• **Text**
# Tax question for Americans living in Spain



## travelcupid09 (Sep 22, 2010)

The plan is to move and live in Spain for a bout one year.
Do we have to pay taxes for our US income in Spain also? What %? Our income will be about $150k per year. Our property depreciation off sets our taxes every year which puts us in the lowest tax bracket here but what about in Spain. We have assets that are worth about 2 millions does that affect how much taxes we pay in Spain (if we have to pay taxes) All assets are in the USA we don't plan to buy in Spain


----------



## Bevdeforges (Nov 16, 2007)

Spain requires you to file taxes based on your worldwide income if you are considered "tax resident" in Spain - which means that you are physically present in Spain for 183 days or more during the tax year, or you have your center of economic or vital interests in Spain.

As US citizens (or permanent residents) you must also file US returns no matter where in the world you live, declaring your worldwide income.

Practically speaking, you pay income tax on your salary to the country in which you are living, and you usually wind up paying income tax on property income (rent, sales, etc.) to the country in which the property is located. This is all governed by tax treaties, and the mechanics for how you report "foreign income" and claim any treaty benefits or credits varies by country and source of the income.
Cheers,
Bev


----------

• **Stored rows**
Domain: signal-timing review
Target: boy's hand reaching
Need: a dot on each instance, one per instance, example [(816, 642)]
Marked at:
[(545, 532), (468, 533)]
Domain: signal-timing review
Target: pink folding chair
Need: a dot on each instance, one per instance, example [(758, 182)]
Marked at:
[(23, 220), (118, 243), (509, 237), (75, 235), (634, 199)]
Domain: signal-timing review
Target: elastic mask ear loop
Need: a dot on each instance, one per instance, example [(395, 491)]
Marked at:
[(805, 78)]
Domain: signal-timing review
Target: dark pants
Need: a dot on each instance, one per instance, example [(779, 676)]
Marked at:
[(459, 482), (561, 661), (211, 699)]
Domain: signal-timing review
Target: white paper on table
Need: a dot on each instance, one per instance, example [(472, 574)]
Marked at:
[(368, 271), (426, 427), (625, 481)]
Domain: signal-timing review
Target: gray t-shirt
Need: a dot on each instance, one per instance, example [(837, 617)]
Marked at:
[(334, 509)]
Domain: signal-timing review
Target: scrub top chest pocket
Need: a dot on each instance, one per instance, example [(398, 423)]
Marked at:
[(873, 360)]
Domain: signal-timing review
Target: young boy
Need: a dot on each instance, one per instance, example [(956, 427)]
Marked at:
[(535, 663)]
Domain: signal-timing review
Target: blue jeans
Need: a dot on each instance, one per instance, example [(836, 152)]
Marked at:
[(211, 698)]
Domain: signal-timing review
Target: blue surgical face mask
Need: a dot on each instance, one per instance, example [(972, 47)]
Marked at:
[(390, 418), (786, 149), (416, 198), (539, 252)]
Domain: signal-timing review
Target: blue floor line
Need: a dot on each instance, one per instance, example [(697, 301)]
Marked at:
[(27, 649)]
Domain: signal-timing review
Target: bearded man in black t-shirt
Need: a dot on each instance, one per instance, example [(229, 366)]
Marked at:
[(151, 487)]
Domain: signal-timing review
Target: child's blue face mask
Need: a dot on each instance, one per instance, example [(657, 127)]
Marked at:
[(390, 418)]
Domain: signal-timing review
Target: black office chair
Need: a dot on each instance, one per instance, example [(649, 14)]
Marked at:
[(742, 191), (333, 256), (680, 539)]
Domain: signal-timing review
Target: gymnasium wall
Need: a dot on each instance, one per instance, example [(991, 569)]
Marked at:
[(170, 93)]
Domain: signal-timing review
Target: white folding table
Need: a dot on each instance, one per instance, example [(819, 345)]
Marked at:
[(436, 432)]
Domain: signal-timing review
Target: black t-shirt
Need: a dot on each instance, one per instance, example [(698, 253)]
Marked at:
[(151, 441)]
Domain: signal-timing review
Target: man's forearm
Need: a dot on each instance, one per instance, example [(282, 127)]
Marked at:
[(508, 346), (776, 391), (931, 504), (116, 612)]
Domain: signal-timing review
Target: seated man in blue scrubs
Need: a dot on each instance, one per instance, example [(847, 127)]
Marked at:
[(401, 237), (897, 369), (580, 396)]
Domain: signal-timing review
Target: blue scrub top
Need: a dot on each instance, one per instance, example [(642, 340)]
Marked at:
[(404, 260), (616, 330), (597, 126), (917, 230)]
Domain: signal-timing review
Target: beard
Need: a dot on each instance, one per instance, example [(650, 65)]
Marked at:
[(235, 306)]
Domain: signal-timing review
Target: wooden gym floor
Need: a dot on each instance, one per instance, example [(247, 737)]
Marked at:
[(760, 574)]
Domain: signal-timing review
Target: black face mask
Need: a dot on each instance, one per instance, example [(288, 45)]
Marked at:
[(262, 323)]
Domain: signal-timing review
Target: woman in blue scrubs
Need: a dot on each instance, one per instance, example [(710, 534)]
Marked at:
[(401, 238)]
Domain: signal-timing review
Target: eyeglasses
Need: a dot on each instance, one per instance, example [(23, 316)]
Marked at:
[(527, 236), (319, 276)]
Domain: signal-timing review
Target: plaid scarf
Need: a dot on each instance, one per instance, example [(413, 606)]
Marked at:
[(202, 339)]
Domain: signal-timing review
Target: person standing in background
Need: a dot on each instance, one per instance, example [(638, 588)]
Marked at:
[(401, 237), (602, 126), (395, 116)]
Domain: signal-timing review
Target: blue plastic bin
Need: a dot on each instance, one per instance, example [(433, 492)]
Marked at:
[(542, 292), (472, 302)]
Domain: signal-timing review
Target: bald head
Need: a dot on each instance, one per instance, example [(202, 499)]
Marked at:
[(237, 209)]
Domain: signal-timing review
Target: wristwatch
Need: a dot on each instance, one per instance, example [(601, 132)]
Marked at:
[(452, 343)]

• **Aim**
In the thread about taxes for Americans in Spain, how many days of physical presence in Spain during the tax year make a person tax resident there?

• **Full answer**
183 days or more.